[[ Exercise material open ]]
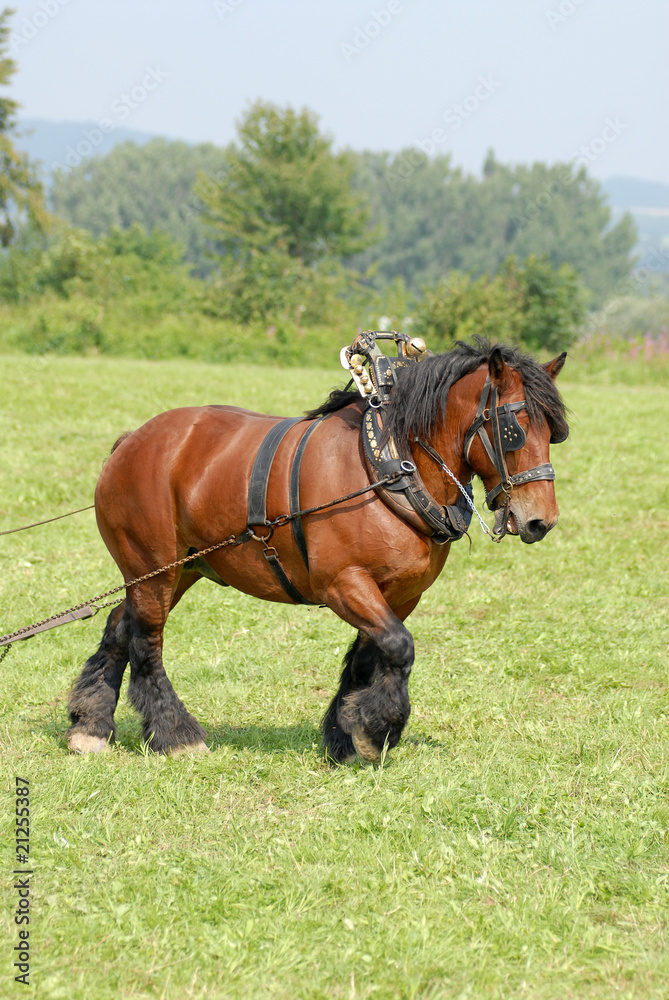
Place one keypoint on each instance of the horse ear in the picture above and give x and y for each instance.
(555, 366)
(497, 368)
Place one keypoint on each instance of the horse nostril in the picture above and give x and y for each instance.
(537, 529)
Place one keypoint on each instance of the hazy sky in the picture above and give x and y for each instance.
(547, 80)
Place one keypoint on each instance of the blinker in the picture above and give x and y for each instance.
(512, 435)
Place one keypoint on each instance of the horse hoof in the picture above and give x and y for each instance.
(190, 748)
(79, 742)
(364, 746)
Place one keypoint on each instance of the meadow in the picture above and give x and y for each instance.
(515, 843)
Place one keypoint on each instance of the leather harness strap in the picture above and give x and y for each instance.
(507, 435)
(407, 495)
(257, 500)
(257, 503)
(294, 491)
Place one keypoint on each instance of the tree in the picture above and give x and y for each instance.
(150, 184)
(21, 195)
(284, 191)
(436, 219)
(535, 304)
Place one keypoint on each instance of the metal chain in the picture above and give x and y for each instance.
(37, 524)
(470, 502)
(436, 457)
(231, 540)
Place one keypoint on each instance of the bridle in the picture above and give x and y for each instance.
(507, 435)
(383, 457)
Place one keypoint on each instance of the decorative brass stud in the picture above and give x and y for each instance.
(416, 347)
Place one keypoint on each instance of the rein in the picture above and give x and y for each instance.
(48, 520)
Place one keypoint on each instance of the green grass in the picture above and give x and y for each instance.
(515, 844)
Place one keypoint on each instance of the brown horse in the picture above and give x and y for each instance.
(179, 484)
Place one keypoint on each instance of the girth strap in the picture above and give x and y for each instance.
(257, 503)
(296, 523)
(257, 499)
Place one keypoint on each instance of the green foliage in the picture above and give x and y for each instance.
(282, 216)
(150, 185)
(284, 189)
(534, 305)
(21, 193)
(436, 219)
(514, 845)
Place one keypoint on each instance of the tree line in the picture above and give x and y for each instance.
(281, 227)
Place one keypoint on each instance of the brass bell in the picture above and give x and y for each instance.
(416, 347)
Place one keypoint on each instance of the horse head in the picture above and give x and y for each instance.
(519, 415)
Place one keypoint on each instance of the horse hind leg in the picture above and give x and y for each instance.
(95, 694)
(372, 704)
(167, 726)
(361, 666)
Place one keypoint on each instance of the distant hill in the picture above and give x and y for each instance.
(630, 193)
(648, 201)
(68, 143)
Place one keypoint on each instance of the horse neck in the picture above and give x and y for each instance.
(448, 438)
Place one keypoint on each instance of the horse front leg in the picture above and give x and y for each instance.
(166, 723)
(372, 704)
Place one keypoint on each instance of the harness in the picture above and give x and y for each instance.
(392, 471)
(507, 435)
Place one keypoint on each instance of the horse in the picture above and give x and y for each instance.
(179, 484)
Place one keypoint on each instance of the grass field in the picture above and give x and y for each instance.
(515, 844)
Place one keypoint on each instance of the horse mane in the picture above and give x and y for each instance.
(420, 397)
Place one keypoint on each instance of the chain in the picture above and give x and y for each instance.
(48, 520)
(231, 540)
(470, 503)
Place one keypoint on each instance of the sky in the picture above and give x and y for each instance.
(551, 80)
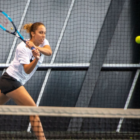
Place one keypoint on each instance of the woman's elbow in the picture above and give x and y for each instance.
(49, 53)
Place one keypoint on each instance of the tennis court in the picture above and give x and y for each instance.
(94, 65)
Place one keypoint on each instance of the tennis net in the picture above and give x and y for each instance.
(64, 122)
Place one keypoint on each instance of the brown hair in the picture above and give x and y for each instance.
(31, 27)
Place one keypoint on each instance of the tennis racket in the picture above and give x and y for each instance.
(8, 25)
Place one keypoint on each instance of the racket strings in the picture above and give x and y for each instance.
(6, 23)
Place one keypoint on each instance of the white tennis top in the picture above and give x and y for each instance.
(23, 55)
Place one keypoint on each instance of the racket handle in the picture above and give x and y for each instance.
(32, 48)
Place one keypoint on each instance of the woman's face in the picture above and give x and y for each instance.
(39, 35)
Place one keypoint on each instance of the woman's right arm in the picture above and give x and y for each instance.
(28, 68)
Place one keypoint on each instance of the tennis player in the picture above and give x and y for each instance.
(24, 65)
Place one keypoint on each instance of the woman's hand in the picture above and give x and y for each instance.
(30, 44)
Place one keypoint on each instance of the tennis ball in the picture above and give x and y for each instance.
(137, 39)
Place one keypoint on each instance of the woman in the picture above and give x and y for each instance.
(22, 68)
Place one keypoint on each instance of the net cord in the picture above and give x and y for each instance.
(128, 98)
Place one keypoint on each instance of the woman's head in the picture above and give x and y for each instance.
(36, 30)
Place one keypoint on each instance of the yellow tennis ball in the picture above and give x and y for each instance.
(137, 39)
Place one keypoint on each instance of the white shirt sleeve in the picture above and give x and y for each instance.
(46, 42)
(22, 54)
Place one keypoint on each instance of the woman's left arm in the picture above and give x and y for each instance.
(46, 50)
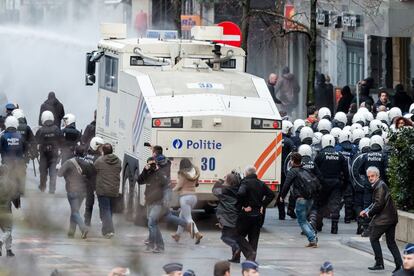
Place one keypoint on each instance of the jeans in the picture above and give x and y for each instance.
(389, 231)
(187, 203)
(47, 164)
(155, 236)
(105, 210)
(249, 226)
(90, 201)
(6, 225)
(302, 209)
(229, 236)
(75, 201)
(158, 212)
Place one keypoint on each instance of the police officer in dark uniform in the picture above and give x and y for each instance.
(49, 138)
(374, 158)
(71, 137)
(12, 148)
(359, 182)
(9, 109)
(348, 150)
(287, 147)
(28, 140)
(334, 169)
(91, 155)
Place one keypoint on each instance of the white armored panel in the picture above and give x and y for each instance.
[[ Exercise material closed ]]
Restate each record from above word for word, excluding any picture it holds.

Place one keypoint on each instance of the horse ear in the picture above and give x and y for each instance.
(555, 366)
(497, 368)
Place one keypoint on each instance of the horse nostril in the picture above and give x and y for each instance.
(537, 529)
Place one keypoint on each instance of the hazy sky in the picture above and give x and y for each instance.
(547, 80)
Place one keypoint on each instance of the blinker in the picture above and give x and y for each instance.
(512, 435)
Place one keypoint on each instance of the horse hoof in the picture above and give x and y for each instance.
(190, 748)
(79, 742)
(364, 746)
Place one keypoint on each instance of the meadow in the picture above and give x and y for each instance.
(515, 843)
Place one keypoint on each instance of the leather harness strap in the picture above and give x and y for each instance.
(507, 435)
(407, 495)
(257, 500)
(257, 503)
(294, 491)
Place one keypoint on each instance of the tree in the picture above and give x and y for each instance.
(150, 184)
(21, 195)
(284, 191)
(436, 219)
(535, 304)
Place one keypoint on each instance of the metal chain in the picture above and give x and y for each instance.
(37, 524)
(470, 502)
(436, 457)
(231, 540)
Place one keypoint on each instance of the bridle in the picture above and give x and y for each instance.
(507, 435)
(383, 457)
Place one keypoint on each instance of the decorative brass stud in the picture above and give x and y for each instance.
(416, 347)
Place one keypoint on each instance of the rein in the picture above and give x and y for each instance.
(48, 520)
Place one keypoint on each instance of the green grass in the picture above and give x and y for each instance.
(515, 844)
Place one keypoint on each instance of the brown horse in the picture above and give x and y for each instance.
(179, 484)
Place one keypoint on each instance of the girth strap in the picture above and give x and y for each instance.
(257, 503)
(296, 523)
(257, 499)
Place one keypoint on each instance of the green foliage in the picture above and give x and y for each instance.
(282, 216)
(150, 185)
(284, 189)
(534, 305)
(21, 193)
(436, 219)
(514, 845)
Place one keypoint on each instance of the tree line in the picture above and give x and y for each instance.
(281, 227)
Place one keypoint on each instance of the brass bell in the picture above and give x and y for each instance.
(416, 347)
Place one keypoint on each instance of the horse head in the picture above and give x and y for each instance.
(519, 415)
Place one keypoint on each instance of the horse hind leg in the picture above and give x and y for each instance.
(95, 694)
(372, 704)
(167, 726)
(361, 666)
Place one keypoint on each instance of the distant hill in the picture above and give x and y for each instance.
(630, 193)
(648, 201)
(68, 143)
Place one keypoint on each instance of the horse neck in the picture above and give x and y for each instance.
(448, 438)
Place one keypoint on each instance of the horse front leg in the picture above and give x and y for each instance.
(166, 723)
(372, 704)
Place one keypoint on each instance of the harness in the picture above and give x and y for each instance.
(392, 471)
(507, 435)
Place one keypoint on each instance of the horse in the picture above and give x and y for each instance.
(179, 484)
Place one keypoint on each instance of the grass field in the picture above and give x and y for each instance.
(515, 844)
Place one keypoint on each instance of the horse mane in the picture above and give x and y for each instance.
(420, 397)
Place one keypoint on each instance of the chain in the picture above and give x and y for each instance.
(48, 520)
(231, 540)
(470, 503)
Place one keypoint on each instance of the sky in the picture above and give x and y for each instance.
(551, 80)
Place one keypoint on each instance of the woman's elbow in the picture above and give x and y for each instance.
(49, 53)
Place one keypoint on each instance of the tennis court in the picture above and give x and y for each instance.
(94, 65)
Place one keypoint on each instance of the tennis net in the picture above and give x and y for each instance.
(64, 122)
Place one keypoint on each instance of the brown hair in the picture above and give x and y for each instance.
(31, 27)
Place one keypoint on each instance of the tennis racket in the picture above and give x and y for each instance.
(8, 25)
Place one keypoint on each instance of the racket strings in the picture above and give x and y for each instance.
(6, 23)
Place one keypoint on each instance of the white tennis top in the picture above and give x and y for each instance.
(23, 55)
Place one keypoint on each instance of the racket handle in the picture above and give x and y for each instance.
(32, 48)
Place one keypoint on each instance of the woman's face in the picture above and give x and y for each instance.
(39, 35)
Place one keypoint on each instance of the woman's right arm in the picture above and give x and y for each instance.
(28, 68)
Place one keypoint on each instance of the tennis player in the picture above and give x and y for each instance.
(24, 65)
Place one keypoint on each instance of the woman's hand in the picture above and give x and y for each instance.
(30, 44)
Place one keypoint on each instance of the tennis ball in the picture above and give x and y for each instance.
(137, 39)
Place one keypoint on each instance of the woman in the picture above and give x and y for each instance.
(22, 68)
Place one keypoint on each instance of the net cord in the picture above and give x and y for each instance.
(128, 98)
Place one keypoint on each instance of the woman's head in the picture above and give x and y for each instance.
(36, 30)
Place one keypoint on each instance of the yellow tennis ball in the picture above and give x and y for each instance.
(137, 39)
Place one keypoint on each instance of the white shirt sleeve in the picture above and give x and y for each instance.
(46, 42)
(22, 54)
Place one keypoint on each instance of the woman's left arm in the picture above and give x and y for each instance.
(46, 50)
Place one keypoint on each instance of the jeans in the picture above and give x and y for each instance.
(389, 231)
(187, 203)
(47, 164)
(155, 236)
(105, 210)
(249, 226)
(90, 201)
(6, 225)
(302, 209)
(229, 236)
(75, 201)
(158, 212)
Place one keypoint on each instance of the police officer in dark uniform in the picture above and give x and y for each instance.
(49, 138)
(374, 158)
(71, 137)
(12, 148)
(359, 182)
(9, 109)
(348, 150)
(287, 147)
(28, 140)
(334, 169)
(91, 155)
Place one keypoint on each instance of the white armored panel in the picture above and give x and y for each instance.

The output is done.